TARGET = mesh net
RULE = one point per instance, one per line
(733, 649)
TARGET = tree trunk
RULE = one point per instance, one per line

= What needs to be done =
From the first line to the last, return the data exactly.

= Result below =
TARGET = mesh net
RULE = one point per instance, one per line
(733, 649)
TARGET = tree trunk
RULE = one point per instance, one per line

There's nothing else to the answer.